**ACTIVITIES**
a. Reproduce the stretch of the blepharoplasty text from "You’ll be shown" through "feel much better.", keeping every word and punctuation mark unchanged.
b. Write the next section of the eyelid surgery text, picking up right after its final line.

Blepharoplasty usually takes one to three hours, depending on the extent of the surgery. If you’re having all four eyelids done, the surgeon will probably work on the upper lids first, then the lower ones.
In a typical procedure, the surgeon makes incisions following the natural lines of your eyelids; in the creases of your upper lids, and just below the lashes in the lower lids. The incisions may extend into the crow’s feet or laugh lines at the outer corners of your eyes. Working through these incisions, the surgeon separates the skin from underlying fatty tissue and muscle, removes excess fat, and often trims sagging skin and muscle. The incisions are then closed with very fine sutures.
If you have a pocket of fat beneath your lower eyelids but don’t need to have any skin removed, your surgeon may perform a transconjunctival blepharoplasty. In this procedure the incision is made inside your lower eyelid, leaving no visible scar. It is usually performed on younger patients with thicker, more elastic skin.
Patient has excess skin in the upper lids. Upper eyelid blepharoplasty was performed under local anaesthesia in room. Photos presented reflect the eyes pre surgery and 2 weeks following surgery.
Surgeon: Dr Jorge Lopez
4. What happens after the surgery?
After surgery, our surgeon will probably lubricate your eyes with ointment and may apply a bandage. Your eyelids may feel tight and sore as the anaesthesia wears off, but you can control any discomfort with the pain medication prescribed post surgery. If you feel any severe pain, call your surgeon immediately.
The surgeon will instruct you to keep your head elevated for several days, and to use cold compresses to reduce swelling and bruising. (Bruising varies from person to person: it reaches its peak during the first week, and generally lasts anywhere from two weeks to a month.)
You’ll be shown how to clean your eyes, which may be gummy for a week or so. Many doctors recommend eyedrops, since your eyelids may feel dry at first and your eyes may burn or itch. For the first few weeks you may also experience excessive tearing, sensitivity to light, and temporary changes in your eyesight, such as blurring or double vision.
The surgeon will follow your progress very closely for the first week or two. The stitches will be removed two days to a week after surgery. Once they’re out, the swelling and discoloration around your eyes will gradually subside, and you’ll start to look and feel much better.
5. When do I get back to normal?

**EXTRACTED RECORDS**
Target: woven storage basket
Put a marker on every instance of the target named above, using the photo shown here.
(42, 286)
==
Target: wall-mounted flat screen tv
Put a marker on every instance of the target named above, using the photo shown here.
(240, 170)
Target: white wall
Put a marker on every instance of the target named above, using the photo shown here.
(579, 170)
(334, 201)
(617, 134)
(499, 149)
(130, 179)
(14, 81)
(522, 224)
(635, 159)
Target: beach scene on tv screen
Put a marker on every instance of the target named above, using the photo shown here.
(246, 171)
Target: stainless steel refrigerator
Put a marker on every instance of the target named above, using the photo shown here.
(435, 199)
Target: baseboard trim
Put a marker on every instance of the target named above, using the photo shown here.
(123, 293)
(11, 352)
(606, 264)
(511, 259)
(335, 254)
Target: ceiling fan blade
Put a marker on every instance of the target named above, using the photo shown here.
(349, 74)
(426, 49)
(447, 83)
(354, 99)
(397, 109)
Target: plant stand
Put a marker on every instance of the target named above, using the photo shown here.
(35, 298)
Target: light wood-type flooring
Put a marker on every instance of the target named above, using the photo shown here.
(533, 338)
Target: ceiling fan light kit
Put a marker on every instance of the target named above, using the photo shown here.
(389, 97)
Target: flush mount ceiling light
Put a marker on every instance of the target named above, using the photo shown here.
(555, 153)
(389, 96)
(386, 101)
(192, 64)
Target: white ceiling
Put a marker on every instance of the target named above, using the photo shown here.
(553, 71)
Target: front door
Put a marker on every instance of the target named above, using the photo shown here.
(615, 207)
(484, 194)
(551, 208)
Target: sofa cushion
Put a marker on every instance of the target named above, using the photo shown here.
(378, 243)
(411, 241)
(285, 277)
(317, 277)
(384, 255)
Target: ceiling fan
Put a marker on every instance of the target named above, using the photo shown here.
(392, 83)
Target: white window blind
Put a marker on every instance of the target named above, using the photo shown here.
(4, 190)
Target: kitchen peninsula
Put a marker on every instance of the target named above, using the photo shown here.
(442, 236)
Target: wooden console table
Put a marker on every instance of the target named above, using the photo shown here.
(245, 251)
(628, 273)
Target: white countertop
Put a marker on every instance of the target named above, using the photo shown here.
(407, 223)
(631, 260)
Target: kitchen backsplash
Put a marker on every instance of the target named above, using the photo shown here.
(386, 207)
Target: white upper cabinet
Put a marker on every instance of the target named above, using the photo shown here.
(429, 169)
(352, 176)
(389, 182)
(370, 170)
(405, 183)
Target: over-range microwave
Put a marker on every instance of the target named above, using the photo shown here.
...
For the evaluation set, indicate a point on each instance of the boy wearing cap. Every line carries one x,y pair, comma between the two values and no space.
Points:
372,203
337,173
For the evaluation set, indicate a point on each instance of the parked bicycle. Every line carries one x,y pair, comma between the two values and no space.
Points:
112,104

**RESPONSES PER TASK**
a.
You’ll be shown how to clean your eyes, which may be gummy for a week or so. Many doctors recommend eyedrops, since your eyelids may feel dry at first and your eyes may burn or itch. For the first few weeks you may also experience excessive tearing, sensitivity to light, and temporary changes in your eyesight, such as blurring or double vision.
The surgeon will follow your progress very closely for the first week or two. The stitches will be removed two days to a week after surgery. Once they’re out, the swelling and discoloration around your eyes will gradually subside, and you’ll start to look and feel much better.

b.
You should be able to read or watch television after two or three days. However, you won’t be able to wear contact lenses for about two weeks, and even then they may feel uncomfortable for a while.
Most people feel ready to go out in public (and back to work) in a week to 10 days. By then, depending on your rate of healing and doctor’s instructions, you’ll probably be able to wear makeup to hide the bruising that remains. You may be sensitive to sunlight, wind, and other irritants for several weeks, so you should wear sunglasses and a special sunblock made for eyelids when you go out.
6. What will be my new look?
Healing is a gradual process, and your scars may remain slightly pink for six months or more after surgery. Eventually, though, they’ll fade to a thin, nearly invisible white line. On the other hand, the positive results of your eyelid surgery is a more alert and youthful look that will last for years. For many people, these results are permanent.
7. How much does eyelid surgery cost?
Surgeon’s Fee: Bilateral Upper Eyelid Surgery: Approximate: $4,400 ( excluding GST)(Medicare rebates may apply)
Surgeon’s Fee: Lower Eyelid Surgery: Approximate: $5,500 to $6,000 ( excluding GST)
Additional fees will include theatre bed fee, anaesthetist fee if the procedure is performed under general anaesthesia. If the procedure is performed in rooms under local anaesthesia, a minor operating facility fee of $550 will apply.
Please keep in mind not all patients are alike and some will require a slightly different operation than others. Rest assured, you will receive a specific price quotation during your consultation visit. Our staff are always happy to discuss these matters with you in more detail.